AttachmentOptions is passed to writes whose usage is 'attachment' or 'depth-attachment', and supplies loadOp / storeOp / clearValue, optional MSAA resolveTarget, and an optional view descriptor for slicing into a specific mip level, array layer, or cube face.

Execute Callbacks#

When graph.execute() runs a pass, the execute callback receives:

// ── from src/renderer/render_graph/pass_builder.ts ──
export interface PassContext {
  commandEncoder: GPUCommandEncoder;
  renderPassEncoder?: GPURenderPassEncoder;   // set when type === 'render'
  computePassEncoder?: GPUComputePassEncoder; // set when type === 'compute'
}

export interface ResolvedResources {
  getTexture(handle: ResourceHandle): GPUTexture;
  getTextureView(handle: ResourceHandle, viewDesc?: GPUTextureViewDescriptor): GPUTextureView;
  getBuffer(handle: ResourceHandle): GPUBuffer;
  getOrCreateBindGroup(descriptor: GPUBindGroupDescriptor): GPUBindGroup;
}

The callback resolves handles to physical resources via ResolvedResources. Bind groups assembled inside the callback are cached on the PhysicalResourceCache keyed by their entries, so a stable set of inputs returns the same GPUBindGroup on every frame.

Optional Passes#

A pass that's disabled this frame is simply not added to the graph. The renderer setup makes this explicit:

// ── from crafty/renderer_setup.ts (excerpt) ──
if (godrayPass) {
  hdr = godrayPass.addToGraph(graph, { hdr, depth: gbuf.depth, shadowMap,
      cameraBuffer, lightBuffer }).hdr;
}

When godrayPass is null, the godray pass never enters the graph, and the hdr handle continues to point at the previous pass's output. Downstream passes see the right thing without any conditional plumbing.

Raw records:

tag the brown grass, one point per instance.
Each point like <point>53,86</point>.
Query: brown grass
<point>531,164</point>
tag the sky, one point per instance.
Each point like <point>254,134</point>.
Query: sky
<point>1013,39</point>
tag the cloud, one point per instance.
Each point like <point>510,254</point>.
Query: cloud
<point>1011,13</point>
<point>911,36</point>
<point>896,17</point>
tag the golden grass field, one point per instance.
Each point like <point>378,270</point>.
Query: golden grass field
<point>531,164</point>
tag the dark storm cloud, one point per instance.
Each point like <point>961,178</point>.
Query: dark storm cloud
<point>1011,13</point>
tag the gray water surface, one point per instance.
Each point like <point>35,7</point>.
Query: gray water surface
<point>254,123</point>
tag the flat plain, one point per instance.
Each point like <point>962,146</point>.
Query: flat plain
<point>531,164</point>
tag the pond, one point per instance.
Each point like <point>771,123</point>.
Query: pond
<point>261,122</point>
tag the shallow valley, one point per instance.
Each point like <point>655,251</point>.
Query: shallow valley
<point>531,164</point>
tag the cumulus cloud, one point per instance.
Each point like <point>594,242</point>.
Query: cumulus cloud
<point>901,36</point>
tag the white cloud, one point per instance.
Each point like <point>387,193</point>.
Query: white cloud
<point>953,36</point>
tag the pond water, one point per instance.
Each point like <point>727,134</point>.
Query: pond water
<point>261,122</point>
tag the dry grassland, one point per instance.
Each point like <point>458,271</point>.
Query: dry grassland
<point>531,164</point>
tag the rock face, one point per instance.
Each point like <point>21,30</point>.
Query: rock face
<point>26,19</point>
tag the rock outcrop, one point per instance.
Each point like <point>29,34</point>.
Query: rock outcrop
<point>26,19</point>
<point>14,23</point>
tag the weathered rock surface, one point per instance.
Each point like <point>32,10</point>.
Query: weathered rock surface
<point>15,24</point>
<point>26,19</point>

==

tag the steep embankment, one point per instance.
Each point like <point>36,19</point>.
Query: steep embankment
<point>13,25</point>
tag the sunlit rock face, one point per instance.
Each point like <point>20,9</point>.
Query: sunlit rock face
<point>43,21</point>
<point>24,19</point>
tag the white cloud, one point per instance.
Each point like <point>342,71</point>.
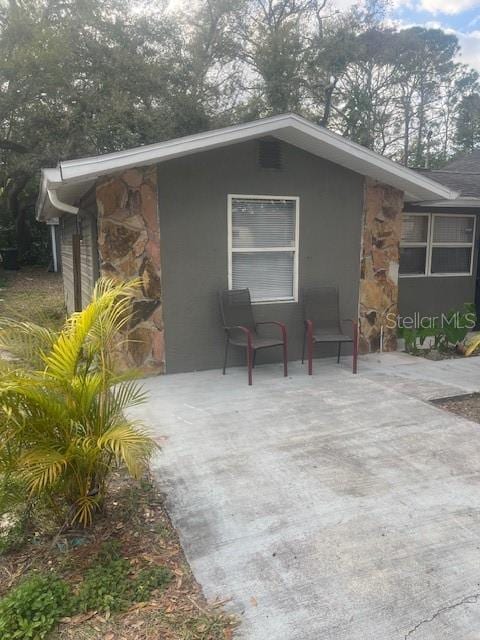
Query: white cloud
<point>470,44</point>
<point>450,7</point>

**Required actions:**
1 > Please reproduce the render graph excerpt word for word, everything from "When godrayPass is" down to "any conditional plumbing.".
2 > Extend the render graph excerpt with the passage that would come next, picking up right after its final sentence.

**Exercise results:**
1 >
When godrayPass is null, the godray pass never enters the graph, and the hdr handle continues to point at the previous pass's output. Downstream passes see the right thing without any conditional plumbing.

2 >
3.3 The Physical Resource Cache#

PhysicalResourceCache: four stores (transient pool, persistent registry, view cache, bind-group cache) feed the per-frame graph. Bottom timeline: frame N misses → creates → end-of-frame returns to pool → frame N+1 hits; canvas resize triggers trimUnused().

The PhysicalResourceCache is the cross-frame state behind the graph. It owns:

  • Transient pools keyed by full descriptor (format, size, mip count, usage flags). When a pass calls b.createTexture(desc), the compiler acquires from the pool if a matching texture is available, or creates one if not. At the end of execute(), every transient is returned to the pool.
  • Persistent registry of resources keyed by string ("taa:history", "lighting:exposure", "shadow:cascades", ...). These never enter the transient pool; they're owned by the cache until their key is explicitly destroyed.
  • View cache keyed by (GPUTexture, view descriptor). Avoids re-creating identical views every frame. The cache is a WeakMap on the texture so views are reclaimed when the texture is destroyed.
  • Bind group cache keyed by (layout, entries). Bind groups assembled inside execute callbacks deduplicate to a stable GPUBindGroup per unique entry set.

Why Pool Across Frames?#

Creating a GPUTexture involves a driver allocation and a roundtrip to the GPU memory manager. For a frame that allocates a half-res HDR scratch texture for SSAO, another for SSGI, another for bloom, another for DOF — re-allocating those every frame would add measurable per-frame overhead. The pool is a free list per descriptor; the cost of a "new" transient is a Map.get and a pop.

The trade-off is memory: pooled textures sit allocated even when no pass needs them this frame. The cache offers trimUnused() to drop the entire pool, which the renderer calls after a canvas resize — every pool entry is sized to the old canvas and is now wrong.

Why Pool Bind Groups?#

createBindGroup() is moderately expensive and the typical pass builds many of them per frame (one per chunk, one per draw item). When the entries are stable across frames (which they usually are — same uniform buffer, same sampler, same view of a pooled texture that ends up at the same address), caching collapses thousands of calls per second into a Map.get.

The cache key is built from a stable id assigned to each GPUBuffer / GPUTextureView / GPUSampler plus the binding number, joined with |. The id assignment uses a WeakMap, so dead GPU objects don't leak entries.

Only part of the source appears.